WHAT THE TASK REQUIRES ▸
Copy each of the rows below exactly as it appears.

MATERIAL SHOWN ▸

▶

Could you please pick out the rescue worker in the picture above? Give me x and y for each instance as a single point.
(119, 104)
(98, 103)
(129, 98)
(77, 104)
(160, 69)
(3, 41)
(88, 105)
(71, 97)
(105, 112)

◀

RESULT BELOW ▸
Could you please pick out the rescue worker in the picture above? Give me x and y for each instance as a single point.
(119, 104)
(98, 103)
(129, 98)
(77, 104)
(160, 69)
(3, 41)
(88, 105)
(71, 97)
(105, 112)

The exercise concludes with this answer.